### PASSAGE GIVEN:

________________________________________

All of lore.kernel.org
 help / color / mirror / Atom feed
From: Christopher Clark <christopher.w.clark@gmail.com>
To: "Roger Pau Monné" <royger@freebsd.org>
Cc: Stefano Stabellini <sstabellini@kernel.org>,
	Wei Liu <wei.liu2@citrix.com>,
	Ross Philipson <ross.philipson@gmail.com>,
	Konrad Rzeszutek Wilk <konrad.wilk@oracle.com>,
	George Dunlap <George.Dunlap@eu.citrix.com>,
	Andrew Cooper <andrew.cooper3@citrix.com>,
	Jason Andryuk <jandryuk@gmail.com>,
	Ian Jackson <ian.jackson@eu.citrix.com>,
	Julien Grall <julien.grall@arm.com>, Tim Deegan <tim@xen.org>,
	Daniel Smith <dpsmith@apertussolutions.com>,
	Rich Persaud <persaur@gmail.com>,
	Paul Durrant <paul.durrant@citrix.com>,
	Jan Beulich <jbeulich@suse.com>,
	xen-devel <xen-devel@lists.xenproject.org>,
	James McKenzie <james@bromium.com>,
	Eric Chanudet <eric.chanudet@gmail.com>,
	Roger Pau Monne <roger.pau@citrix.com>
Subject: Re: [PATCH v3 09/15] argo: implement the sendv op; evtchn: expose send_guest_global_virq
Date: Wed, 9 Jan 2019 19:09:43 -0800	[thread overview]
Message-ID: <CACMJ4GaAW+V9JFNBP=O7ae_fsnJN-SzZU_t=Ry1rgPDkx4NpXw@mail.gmail.com> (raw)
In-Reply-To: <CAPLaKK4_Uw=g8LtkKhfCG3uTKEiCuJgcp9M_amWgch-N4+zSng@mail.gmail.com>

Thanks for the review, Roger. Replies inline below.

On Wed, Jan 9, 2019 at 10:57 AM Roger Pau Monné <royger@freebsd.org> wrote:
>
>  to.On Mon, Jan 7, 2019 at 8:44 AM Christopher Clark
> <christopher.w.clark@gmail.com> wrote:
> >
> > sendv operation is invoked to perform a synchronous send of buffers
> > contained in iovs to a remote domain's registered ring.

________________________________________

(A run of rows)
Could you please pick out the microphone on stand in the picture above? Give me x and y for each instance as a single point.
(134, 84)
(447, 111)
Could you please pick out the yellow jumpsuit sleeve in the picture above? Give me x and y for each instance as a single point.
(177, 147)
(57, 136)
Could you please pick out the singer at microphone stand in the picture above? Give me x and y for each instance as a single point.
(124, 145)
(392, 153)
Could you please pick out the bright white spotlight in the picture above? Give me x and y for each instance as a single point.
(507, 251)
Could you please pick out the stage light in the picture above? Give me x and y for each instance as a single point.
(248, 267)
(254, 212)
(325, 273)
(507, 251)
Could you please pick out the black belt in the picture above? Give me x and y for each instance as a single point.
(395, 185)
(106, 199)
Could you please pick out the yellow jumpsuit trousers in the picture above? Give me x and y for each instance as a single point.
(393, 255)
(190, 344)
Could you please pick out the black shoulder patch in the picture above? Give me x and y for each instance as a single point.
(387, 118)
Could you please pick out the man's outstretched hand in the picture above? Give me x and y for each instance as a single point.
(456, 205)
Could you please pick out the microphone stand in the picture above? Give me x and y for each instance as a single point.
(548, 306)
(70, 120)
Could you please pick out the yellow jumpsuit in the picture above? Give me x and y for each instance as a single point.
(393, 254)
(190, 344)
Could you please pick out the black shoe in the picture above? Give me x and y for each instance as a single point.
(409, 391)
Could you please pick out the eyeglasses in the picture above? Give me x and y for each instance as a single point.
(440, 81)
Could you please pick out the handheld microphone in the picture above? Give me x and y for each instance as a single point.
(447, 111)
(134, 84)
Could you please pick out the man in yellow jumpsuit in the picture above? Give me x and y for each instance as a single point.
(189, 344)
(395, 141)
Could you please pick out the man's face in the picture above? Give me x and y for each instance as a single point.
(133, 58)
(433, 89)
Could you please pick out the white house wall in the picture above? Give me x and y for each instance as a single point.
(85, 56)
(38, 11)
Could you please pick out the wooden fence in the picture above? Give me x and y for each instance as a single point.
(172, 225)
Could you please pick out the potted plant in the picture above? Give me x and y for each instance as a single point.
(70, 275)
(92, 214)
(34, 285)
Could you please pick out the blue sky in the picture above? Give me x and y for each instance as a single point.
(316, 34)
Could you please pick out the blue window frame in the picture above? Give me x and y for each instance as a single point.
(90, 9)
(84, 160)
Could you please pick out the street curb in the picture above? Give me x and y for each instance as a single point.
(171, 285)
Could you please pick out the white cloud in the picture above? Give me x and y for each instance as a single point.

________________________________________

### STATED PROBLEM 1:
In the mailing-list message, what does the quoted text say the sendv operation does?
### STATED PROBLEM 2:
Repeat the part of the mailing-list message that starts at "On Wed, Jan" and ends at "domain's registered ring.".

### TASK RESULT 1:
It performs a synchronous send of buffers contained in iovs to a remote domain's registered ring.

### TASK RESULT 2:
On Wed, Jan 9, 2019 at 10:57 AM Roger Pau Monné <royger@freebsd.org> wrote:
>
>  to.On Mon, Jan 7, 2019 at 8:44 AM Christopher Clark
> <christopher.w.clark@gmail.com> wrote:
> >
> > sendv operation is invoked to perform a synchronous send of buffers
> > contained in iovs to a remote domain's registered ring.